[Start of Document extract]

Suppose I have a large number of randomly placed points on a
large grid, where I know the co-ordinates of all the points. I want
to place a disc of radius r onto the grid such that it covers the
maximum number of points.
Any suggestions for efficiently determining where the centre of the
disc should be?
OK, I have a solution, but it is very
inefficient, for those familiar with big-O notation, the algorithm
takes O(n3) steps to compute (where n is the number of
points), simply put this means that it takes less than
kn3 operations for some constant k. O(n3) is
usually considered pretty inefficient for an algorithm.
The key thing to note for my algorithm, is that if you have a best
placed circle which encompasses at least two points, then there is
another best placed circle encompassing the same number of points
which has two points on the boundary. You can see this
geometrically, by slowly moving the best placed circle to the right
until one of the points touches the edge, then rotating the circle
about the point touching the edge until another point touches the
edge. Therefore, there is a best circle which has the property that
there are two points on the boundary of the circle. This suggests a
simple algorithm. For all pairs of points not more than a distance
of 2r away from one another, calculate the centres of the (at most)

[End of Document extract]
[Start of Data lines]

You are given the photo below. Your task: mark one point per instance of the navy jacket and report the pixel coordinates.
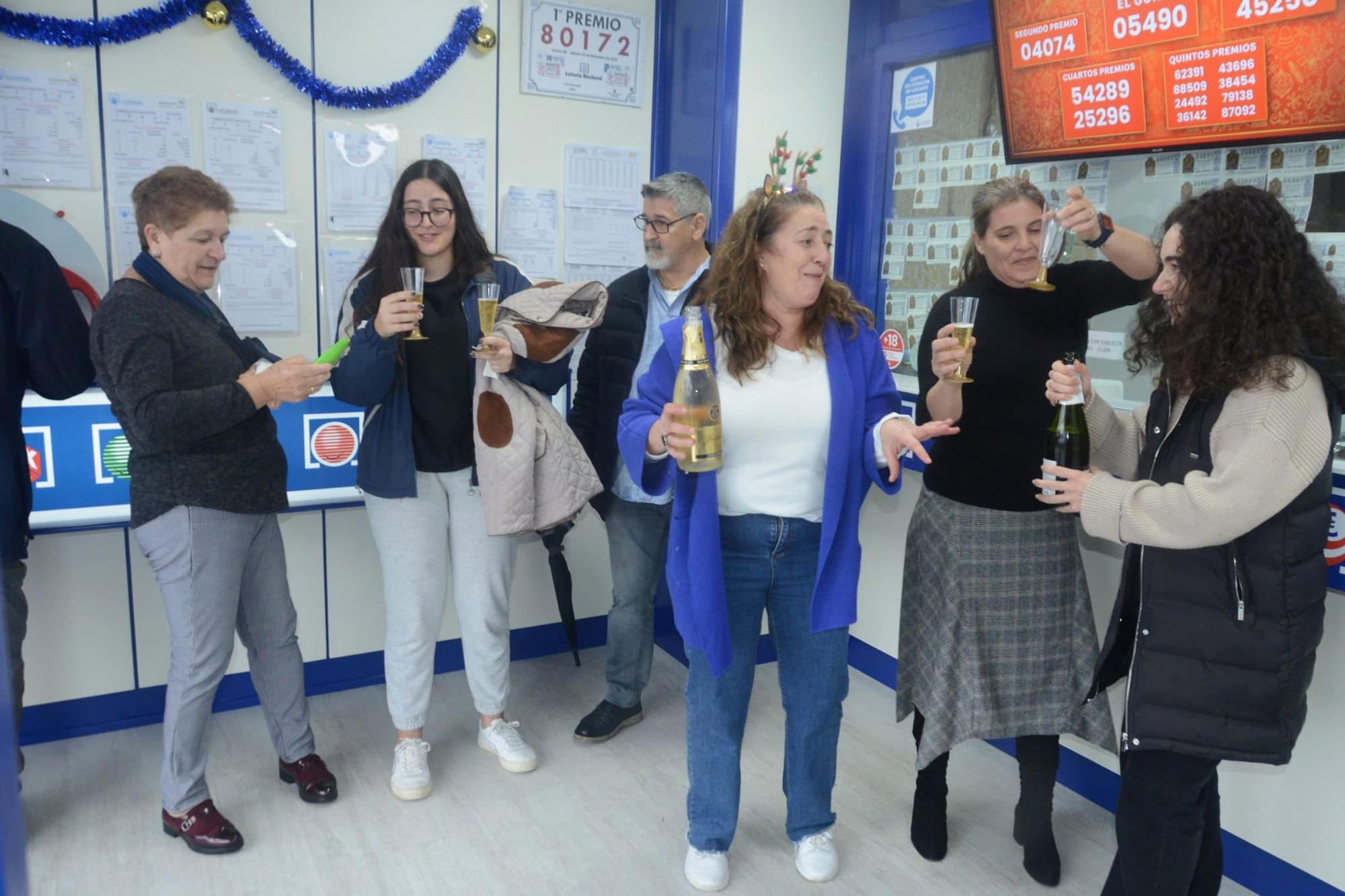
(45, 348)
(863, 393)
(369, 377)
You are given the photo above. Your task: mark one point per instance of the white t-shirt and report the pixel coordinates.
(777, 431)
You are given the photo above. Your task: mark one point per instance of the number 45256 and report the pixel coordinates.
(1262, 9)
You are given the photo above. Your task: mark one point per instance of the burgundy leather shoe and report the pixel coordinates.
(317, 784)
(204, 829)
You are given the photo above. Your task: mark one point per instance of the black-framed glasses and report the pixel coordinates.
(660, 227)
(438, 217)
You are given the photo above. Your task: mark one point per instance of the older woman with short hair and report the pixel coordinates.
(810, 421)
(208, 478)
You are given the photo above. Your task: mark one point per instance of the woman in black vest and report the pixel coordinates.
(1223, 506)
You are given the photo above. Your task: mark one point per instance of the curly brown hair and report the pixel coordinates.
(1253, 298)
(735, 286)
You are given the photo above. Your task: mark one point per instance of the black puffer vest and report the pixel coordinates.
(1219, 642)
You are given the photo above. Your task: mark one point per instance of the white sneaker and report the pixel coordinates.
(816, 857)
(708, 872)
(411, 768)
(504, 740)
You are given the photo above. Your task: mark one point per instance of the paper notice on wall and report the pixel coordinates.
(44, 142)
(361, 174)
(146, 132)
(1293, 157)
(341, 264)
(603, 177)
(531, 231)
(602, 237)
(926, 198)
(913, 97)
(1165, 165)
(259, 287)
(127, 235)
(1106, 345)
(1247, 159)
(245, 153)
(467, 158)
(1292, 188)
(602, 274)
(1330, 249)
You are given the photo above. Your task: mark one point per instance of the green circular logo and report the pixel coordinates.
(116, 458)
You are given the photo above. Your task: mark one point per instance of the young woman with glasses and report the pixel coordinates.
(418, 458)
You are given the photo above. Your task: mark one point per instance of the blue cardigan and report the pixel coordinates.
(863, 393)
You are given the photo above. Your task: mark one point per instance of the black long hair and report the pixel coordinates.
(393, 249)
(1254, 296)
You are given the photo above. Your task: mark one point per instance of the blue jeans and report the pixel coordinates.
(770, 564)
(638, 540)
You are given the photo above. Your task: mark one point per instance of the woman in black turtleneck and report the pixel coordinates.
(997, 628)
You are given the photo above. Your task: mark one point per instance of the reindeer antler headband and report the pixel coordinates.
(804, 166)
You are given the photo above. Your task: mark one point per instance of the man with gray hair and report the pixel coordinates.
(676, 220)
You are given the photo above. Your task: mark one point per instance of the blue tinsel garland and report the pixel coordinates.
(141, 24)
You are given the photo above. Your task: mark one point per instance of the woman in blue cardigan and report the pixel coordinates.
(810, 421)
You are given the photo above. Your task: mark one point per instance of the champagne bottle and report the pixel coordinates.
(1067, 438)
(700, 395)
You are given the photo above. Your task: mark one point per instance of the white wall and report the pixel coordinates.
(792, 77)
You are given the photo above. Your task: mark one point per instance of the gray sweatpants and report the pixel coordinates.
(220, 572)
(411, 538)
(17, 626)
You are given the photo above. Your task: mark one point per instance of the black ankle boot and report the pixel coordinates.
(930, 810)
(1038, 763)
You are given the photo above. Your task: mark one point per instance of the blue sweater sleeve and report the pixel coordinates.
(638, 415)
(548, 378)
(882, 399)
(50, 331)
(367, 374)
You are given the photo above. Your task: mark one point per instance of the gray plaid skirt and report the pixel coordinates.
(997, 627)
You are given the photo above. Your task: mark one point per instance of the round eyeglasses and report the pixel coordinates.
(660, 227)
(438, 217)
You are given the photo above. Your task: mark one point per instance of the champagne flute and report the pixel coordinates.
(414, 282)
(488, 303)
(1052, 239)
(964, 318)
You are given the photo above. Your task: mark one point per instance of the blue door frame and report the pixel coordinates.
(876, 50)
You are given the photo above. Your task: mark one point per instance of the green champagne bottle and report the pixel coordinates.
(1067, 436)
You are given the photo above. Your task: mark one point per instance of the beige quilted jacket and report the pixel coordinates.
(533, 471)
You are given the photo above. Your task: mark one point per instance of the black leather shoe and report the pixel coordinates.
(603, 723)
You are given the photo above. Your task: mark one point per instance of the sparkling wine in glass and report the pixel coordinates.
(414, 282)
(488, 303)
(1052, 240)
(964, 318)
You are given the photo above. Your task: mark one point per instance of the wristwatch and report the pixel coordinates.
(1108, 229)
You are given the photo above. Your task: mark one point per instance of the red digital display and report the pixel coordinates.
(1106, 77)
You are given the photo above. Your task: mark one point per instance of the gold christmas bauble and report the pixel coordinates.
(485, 40)
(216, 15)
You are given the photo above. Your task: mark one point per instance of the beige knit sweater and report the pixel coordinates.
(1268, 446)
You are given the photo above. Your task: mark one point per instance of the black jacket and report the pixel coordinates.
(607, 366)
(45, 348)
(1221, 642)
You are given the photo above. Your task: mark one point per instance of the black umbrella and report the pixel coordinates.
(555, 541)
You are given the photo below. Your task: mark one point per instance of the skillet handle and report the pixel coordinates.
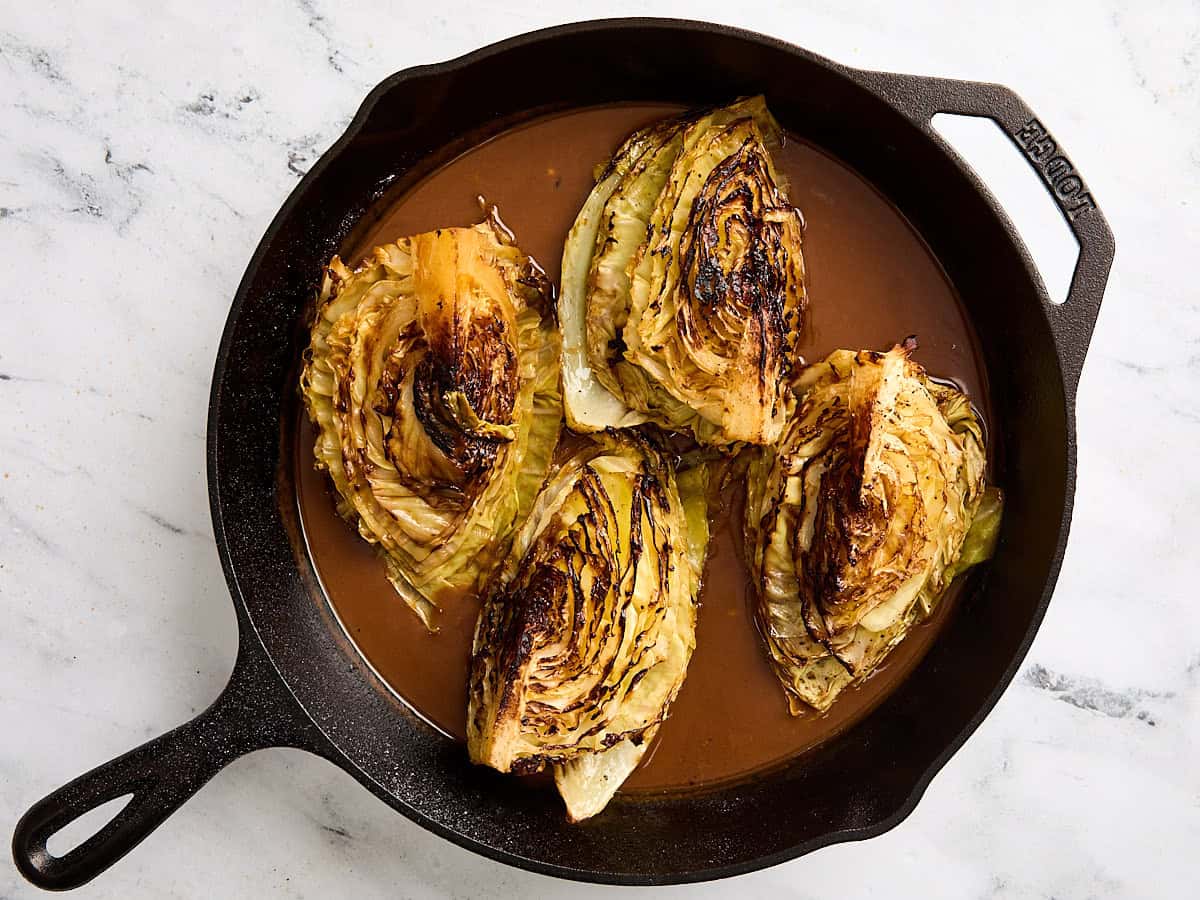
(253, 712)
(1072, 322)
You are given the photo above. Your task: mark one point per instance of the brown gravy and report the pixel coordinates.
(871, 282)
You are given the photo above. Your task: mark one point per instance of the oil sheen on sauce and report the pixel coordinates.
(871, 281)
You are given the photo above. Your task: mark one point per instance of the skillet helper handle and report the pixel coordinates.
(1072, 322)
(253, 712)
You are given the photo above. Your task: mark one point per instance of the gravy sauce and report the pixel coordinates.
(871, 281)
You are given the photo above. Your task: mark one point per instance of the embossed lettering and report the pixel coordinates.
(1059, 172)
(1069, 186)
(1056, 167)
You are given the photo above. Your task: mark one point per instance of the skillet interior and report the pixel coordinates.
(857, 785)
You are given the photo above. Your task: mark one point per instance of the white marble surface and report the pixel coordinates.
(143, 150)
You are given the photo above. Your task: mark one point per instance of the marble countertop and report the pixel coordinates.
(144, 147)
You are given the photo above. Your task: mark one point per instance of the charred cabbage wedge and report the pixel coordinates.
(432, 378)
(585, 639)
(683, 283)
(858, 520)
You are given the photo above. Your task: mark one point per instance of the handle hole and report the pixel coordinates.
(79, 829)
(1021, 193)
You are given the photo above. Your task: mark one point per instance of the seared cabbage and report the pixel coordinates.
(432, 377)
(862, 515)
(683, 283)
(585, 639)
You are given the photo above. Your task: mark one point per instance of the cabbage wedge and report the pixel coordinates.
(585, 639)
(683, 283)
(432, 378)
(861, 517)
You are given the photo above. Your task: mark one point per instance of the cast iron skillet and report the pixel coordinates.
(299, 683)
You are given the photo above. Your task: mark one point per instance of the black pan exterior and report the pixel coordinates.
(858, 785)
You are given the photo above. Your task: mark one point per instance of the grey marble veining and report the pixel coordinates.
(143, 150)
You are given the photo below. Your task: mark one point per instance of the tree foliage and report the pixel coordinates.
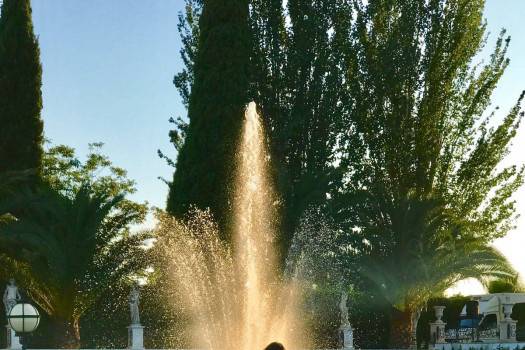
(72, 251)
(72, 240)
(21, 131)
(215, 108)
(380, 112)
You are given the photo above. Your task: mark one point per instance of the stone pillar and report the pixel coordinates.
(13, 342)
(136, 337)
(507, 327)
(346, 337)
(437, 328)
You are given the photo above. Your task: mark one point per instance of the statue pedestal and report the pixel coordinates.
(437, 332)
(13, 342)
(136, 337)
(507, 331)
(346, 336)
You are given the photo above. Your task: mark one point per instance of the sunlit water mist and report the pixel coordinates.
(236, 296)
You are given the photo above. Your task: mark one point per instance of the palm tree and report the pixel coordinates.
(71, 249)
(427, 252)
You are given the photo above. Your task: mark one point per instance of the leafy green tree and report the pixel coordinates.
(73, 252)
(295, 77)
(215, 108)
(421, 154)
(65, 177)
(21, 134)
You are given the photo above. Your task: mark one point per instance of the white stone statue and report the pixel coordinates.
(134, 299)
(344, 309)
(11, 296)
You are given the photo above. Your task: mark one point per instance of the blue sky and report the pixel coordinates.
(108, 67)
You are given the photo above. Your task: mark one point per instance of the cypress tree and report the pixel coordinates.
(21, 128)
(205, 162)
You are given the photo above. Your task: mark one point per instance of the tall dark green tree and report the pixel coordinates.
(219, 94)
(422, 149)
(21, 128)
(296, 73)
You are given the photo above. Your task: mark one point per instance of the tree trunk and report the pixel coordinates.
(66, 333)
(403, 327)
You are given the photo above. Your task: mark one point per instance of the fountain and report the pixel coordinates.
(235, 294)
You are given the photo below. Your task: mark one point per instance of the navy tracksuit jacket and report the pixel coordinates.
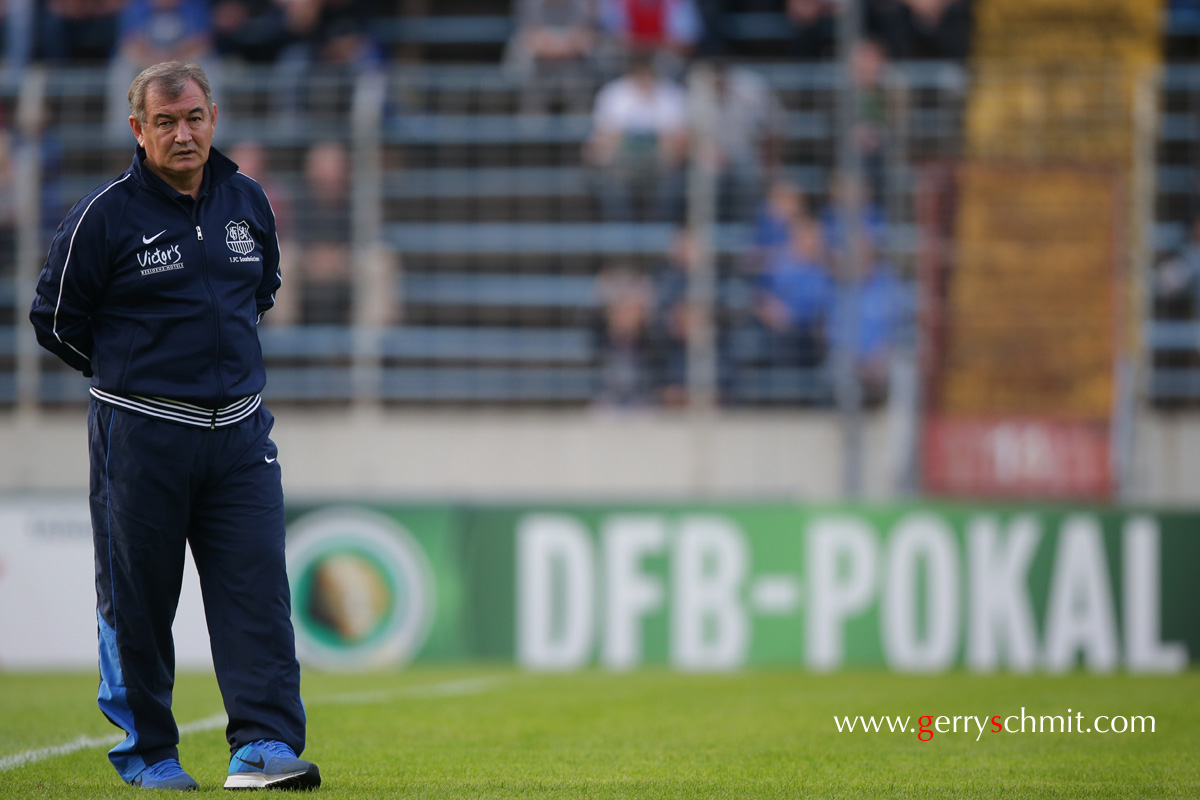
(156, 298)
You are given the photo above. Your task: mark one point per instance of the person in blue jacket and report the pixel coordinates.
(154, 286)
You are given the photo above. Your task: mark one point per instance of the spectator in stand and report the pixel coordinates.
(871, 318)
(1179, 276)
(342, 35)
(814, 29)
(160, 30)
(868, 65)
(153, 31)
(747, 136)
(256, 31)
(671, 328)
(871, 221)
(670, 29)
(552, 53)
(323, 233)
(625, 300)
(784, 204)
(796, 299)
(639, 144)
(924, 29)
(77, 30)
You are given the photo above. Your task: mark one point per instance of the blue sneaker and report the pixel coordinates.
(166, 774)
(268, 764)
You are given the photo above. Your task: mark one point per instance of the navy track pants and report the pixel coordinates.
(157, 487)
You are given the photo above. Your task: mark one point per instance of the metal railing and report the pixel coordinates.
(478, 258)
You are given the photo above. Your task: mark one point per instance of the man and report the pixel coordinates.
(639, 144)
(153, 288)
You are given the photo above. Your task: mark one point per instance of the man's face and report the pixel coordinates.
(177, 134)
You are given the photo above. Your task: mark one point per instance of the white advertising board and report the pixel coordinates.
(48, 589)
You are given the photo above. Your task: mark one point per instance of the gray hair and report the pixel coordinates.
(171, 78)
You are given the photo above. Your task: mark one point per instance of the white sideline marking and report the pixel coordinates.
(34, 756)
(217, 721)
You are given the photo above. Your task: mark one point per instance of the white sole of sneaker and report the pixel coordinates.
(309, 779)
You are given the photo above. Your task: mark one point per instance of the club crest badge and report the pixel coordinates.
(238, 238)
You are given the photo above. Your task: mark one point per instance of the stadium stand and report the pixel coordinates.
(491, 215)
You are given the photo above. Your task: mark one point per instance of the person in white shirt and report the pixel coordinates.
(639, 144)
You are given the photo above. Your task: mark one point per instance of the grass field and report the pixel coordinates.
(497, 733)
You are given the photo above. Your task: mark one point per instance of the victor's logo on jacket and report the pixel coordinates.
(238, 238)
(160, 259)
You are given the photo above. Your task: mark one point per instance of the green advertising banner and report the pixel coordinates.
(707, 588)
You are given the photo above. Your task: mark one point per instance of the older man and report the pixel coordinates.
(153, 288)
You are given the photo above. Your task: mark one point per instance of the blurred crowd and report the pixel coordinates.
(790, 300)
(563, 32)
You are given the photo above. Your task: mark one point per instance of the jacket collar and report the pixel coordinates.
(216, 170)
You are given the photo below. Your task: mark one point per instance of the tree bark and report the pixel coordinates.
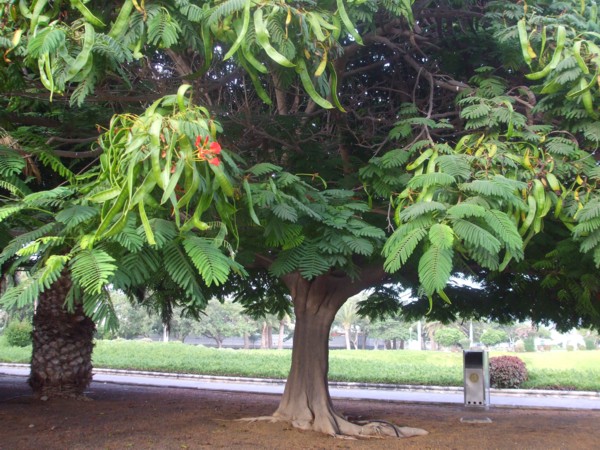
(61, 361)
(347, 336)
(306, 402)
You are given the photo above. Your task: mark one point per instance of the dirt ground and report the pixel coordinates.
(132, 417)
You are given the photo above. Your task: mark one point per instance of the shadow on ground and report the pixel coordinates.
(119, 416)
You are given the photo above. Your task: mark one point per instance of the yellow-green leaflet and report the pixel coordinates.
(181, 101)
(308, 86)
(347, 22)
(89, 38)
(250, 205)
(561, 37)
(121, 21)
(146, 224)
(321, 66)
(333, 87)
(260, 90)
(315, 26)
(46, 73)
(524, 41)
(223, 181)
(577, 55)
(103, 196)
(241, 33)
(34, 15)
(248, 56)
(87, 14)
(262, 37)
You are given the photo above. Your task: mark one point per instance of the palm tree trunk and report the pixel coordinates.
(61, 360)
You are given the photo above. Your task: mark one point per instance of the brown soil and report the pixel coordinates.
(123, 417)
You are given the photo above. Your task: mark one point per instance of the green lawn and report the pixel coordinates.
(578, 370)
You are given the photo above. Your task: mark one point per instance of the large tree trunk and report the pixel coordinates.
(61, 361)
(306, 402)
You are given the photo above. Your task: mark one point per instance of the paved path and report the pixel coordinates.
(410, 394)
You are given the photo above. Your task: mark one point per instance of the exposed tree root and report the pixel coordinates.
(345, 429)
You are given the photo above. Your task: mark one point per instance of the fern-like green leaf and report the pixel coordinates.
(506, 231)
(162, 29)
(489, 188)
(10, 162)
(586, 227)
(261, 169)
(475, 236)
(9, 211)
(395, 158)
(590, 211)
(441, 235)
(454, 165)
(182, 272)
(92, 269)
(463, 210)
(285, 212)
(418, 209)
(287, 261)
(211, 263)
(431, 179)
(435, 267)
(164, 231)
(358, 245)
(400, 246)
(22, 240)
(312, 263)
(26, 292)
(224, 9)
(280, 234)
(139, 268)
(591, 242)
(130, 237)
(56, 165)
(76, 214)
(561, 146)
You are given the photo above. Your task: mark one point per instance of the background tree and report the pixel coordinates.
(393, 331)
(449, 336)
(223, 320)
(493, 337)
(458, 150)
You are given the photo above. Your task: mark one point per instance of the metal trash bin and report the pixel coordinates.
(476, 378)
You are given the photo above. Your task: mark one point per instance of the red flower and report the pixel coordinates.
(208, 152)
(215, 148)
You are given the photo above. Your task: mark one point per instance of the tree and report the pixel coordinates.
(402, 145)
(449, 337)
(392, 329)
(223, 320)
(493, 337)
(347, 316)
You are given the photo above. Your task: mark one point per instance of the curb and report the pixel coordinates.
(342, 384)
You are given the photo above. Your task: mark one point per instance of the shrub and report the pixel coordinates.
(529, 344)
(507, 372)
(18, 334)
(590, 343)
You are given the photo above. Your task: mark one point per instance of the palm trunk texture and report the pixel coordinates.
(61, 361)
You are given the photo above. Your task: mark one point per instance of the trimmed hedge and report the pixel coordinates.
(18, 334)
(507, 372)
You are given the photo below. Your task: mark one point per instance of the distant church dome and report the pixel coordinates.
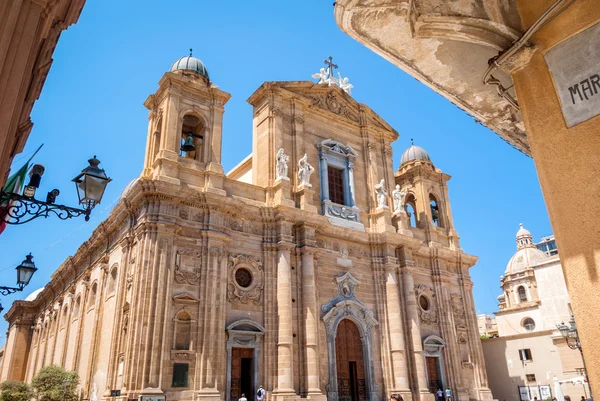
(190, 63)
(527, 254)
(414, 153)
(31, 297)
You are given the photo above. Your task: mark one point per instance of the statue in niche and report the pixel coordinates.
(398, 197)
(281, 166)
(381, 194)
(304, 171)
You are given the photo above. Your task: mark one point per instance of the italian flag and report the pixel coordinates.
(12, 186)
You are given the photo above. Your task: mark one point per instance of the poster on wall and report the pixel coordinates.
(524, 393)
(545, 393)
(534, 392)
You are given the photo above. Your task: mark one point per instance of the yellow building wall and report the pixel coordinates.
(568, 164)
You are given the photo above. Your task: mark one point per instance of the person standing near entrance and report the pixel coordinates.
(260, 394)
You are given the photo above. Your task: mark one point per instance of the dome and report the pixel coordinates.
(128, 188)
(31, 297)
(523, 259)
(414, 153)
(527, 254)
(190, 63)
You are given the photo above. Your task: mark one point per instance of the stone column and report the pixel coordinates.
(285, 366)
(398, 350)
(323, 176)
(350, 186)
(311, 321)
(415, 334)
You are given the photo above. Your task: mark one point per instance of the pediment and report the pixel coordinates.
(336, 101)
(185, 298)
(330, 99)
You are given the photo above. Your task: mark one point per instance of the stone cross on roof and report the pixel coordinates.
(325, 76)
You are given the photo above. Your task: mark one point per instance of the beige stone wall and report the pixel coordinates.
(550, 357)
(179, 234)
(567, 162)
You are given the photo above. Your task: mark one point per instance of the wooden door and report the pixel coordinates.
(433, 374)
(240, 373)
(350, 363)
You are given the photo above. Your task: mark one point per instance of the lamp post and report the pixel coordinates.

[End of Data lines]

**Exercise task A:** According to the text on placing a disc to cover the most points, what property does some best-placed circle covering at least two points always have?
**Exercise task B:** Continue the explanation of the disc-placement algorithm from the point at which the text ends.

**Exercise result A:** There is a best-placed circle with two of the points lying on its boundary.

**Exercise result B:**
two circles which have those points on the boundary. This can be
done with some elementary vector algebra, which I can be more
explicit about if you want. Then, compute the number of points
inside both of these circles. Do this for all of the pairings, and
choose the one with the most points inside it.
I think that this method guarantees the best choice of a circle
assuming that the centre of the circle doesn't have to be on a grid
point. There are some simple optimizations for this algorithm, you
might even be able to reduce the computational complexity below
O(n3), although nothing immediately occurs to me.
The center of the circle is on a grid point, which makes a
solution involving checking every grid point possible but
inefficient. Sorry for not mentioning this before. Also, perfect
answers are not required, just a strategy, although perfect answers
would be nice.
Tom
By the way, what do you need this algorithm for? I've come up with a couple of plausible uses for such an algorithm (e.g. placing radio masts to deliver a signal to the maximum number of homes), but what's yours, if that's not too personal a question? :) I haven't yet managed to come up with an efficient strategy, but I'll keep thinking about it.
It's an attempt to allow a computer to spot important areas on a
grid; basically, there is a cost for each circle that is placed on
the region and every object within that circle is affected somehow.
The aim is to maximise the effect/cost ratio. This is important in
e.g. strategy games, but also more generally.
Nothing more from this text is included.